## ФРАГМЕНТ ТЕКСТА
☆ ☆ ☆ ☆ ☆

Смотрю ли я на эту ситуацию обреченно? Нет! Я думаю, что все меняется. Когда-то американская автомобильная промышленность была номером один в мире. Где она сегодня? За тридцать лет практически исчезла. Поезжайте в Америку, посмотрите. Сейчас там из пяти легковых машин только одна американская. Они проиграли даже внутренний рынок. Где сегодня на улицах американские машины? Их просто нет. Их вытеснили немцы, японцы, корейцы. Я не злорадствую по этому поводу — я говорю о том, что в мире все меняется. Может ли это произойти в кино? Может! Мы построили студию, которая, скажу без ложной скромности, по своим техническим возможностям не уступает ни одной американской. Это возможно? Возможно! Можно ли построить киноиндустрию? Можно! Но только не так, как это сейчас делается у нас. Пока американцы владеют самой мощной киноиндустрией, и это факт, который нельзя подвергнуть сомнению. У них огромное количество профессионалов и компаний, гигантские деньги. Я снимал «Американскую дочь» в Калифорнии. Это страна кино. Там все заточено, чтобы можно было его снимать. У них есть чему поучиться.

☆ ☆ ☆ ☆ ☆

## НАБОР ДАННЫХ
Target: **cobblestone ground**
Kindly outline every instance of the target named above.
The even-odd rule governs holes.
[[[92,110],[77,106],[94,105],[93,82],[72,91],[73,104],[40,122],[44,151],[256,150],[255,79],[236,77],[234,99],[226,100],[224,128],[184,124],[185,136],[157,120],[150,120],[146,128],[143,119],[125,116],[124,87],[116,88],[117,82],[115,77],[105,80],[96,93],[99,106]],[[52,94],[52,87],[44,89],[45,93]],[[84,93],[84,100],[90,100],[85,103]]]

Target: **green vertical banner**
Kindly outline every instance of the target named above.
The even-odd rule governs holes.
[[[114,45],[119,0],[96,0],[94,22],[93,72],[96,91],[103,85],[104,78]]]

☆ ☆ ☆ ☆ ☆

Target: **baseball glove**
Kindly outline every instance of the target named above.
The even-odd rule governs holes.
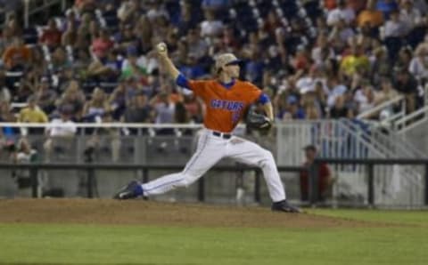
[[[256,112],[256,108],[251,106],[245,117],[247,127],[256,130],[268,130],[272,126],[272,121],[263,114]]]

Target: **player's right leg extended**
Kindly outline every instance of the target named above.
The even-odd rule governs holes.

☆ ☆ ☆ ☆ ☆

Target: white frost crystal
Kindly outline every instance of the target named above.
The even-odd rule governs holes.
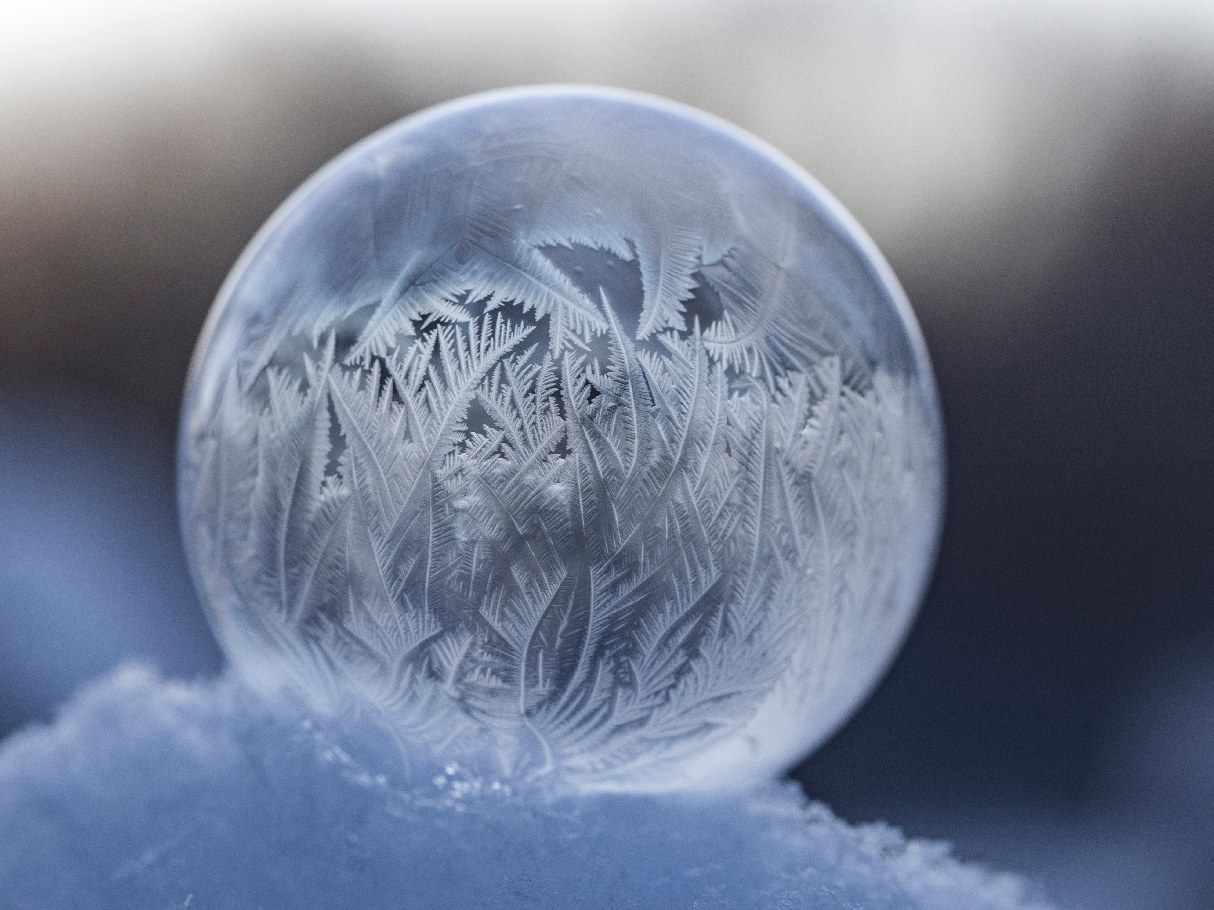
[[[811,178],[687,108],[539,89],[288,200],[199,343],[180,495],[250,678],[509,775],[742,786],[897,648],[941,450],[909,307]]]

☆ ☆ ☆ ☆ ☆

## ВАША ЗАДАЧА
Можете переписать текст о киноиндустрии полностью, слово в слово?

## ОТВЕТ НА ЗАДАНИЕ
Смотрю ли я на эту ситуацию обреченно? Нет! Я думаю, что все меняется. Когда-то американская автомобильная промышленность была номером один в мире. Где она сегодня? За тридцать лет практически исчезла. Поезжайте в Америку, посмотрите. Сейчас там из пяти легковых машин только одна американская. Они проиграли даже внутренний рынок. Где сегодня на улицах американские машины? Их просто нет. Их вытеснили немцы, японцы, корейцы. Я не злорадствую по этому поводу — я говорю о том, что в мире все меняется. Может ли это произойти в кино? Может! Мы построили студию, которая, скажу без ложной скромности, по своим техническим возможностям не уступает ни одной американской. Это возможно? Возможно! Можно ли построить киноиндустрию? Можно! Но только не так, как это сейчас делается у нас. Пока американцы владеют самой мощной киноиндустрией, и это факт, который нельзя подвергнуть сомнению. У них огромное количество профессионалов и компаний, гигантские деньги. Я снимал «Американскую дочь» в Калифорнии. Это страна кино. Там все заточено, чтобы можно было его снимать. У них есть чему поучиться.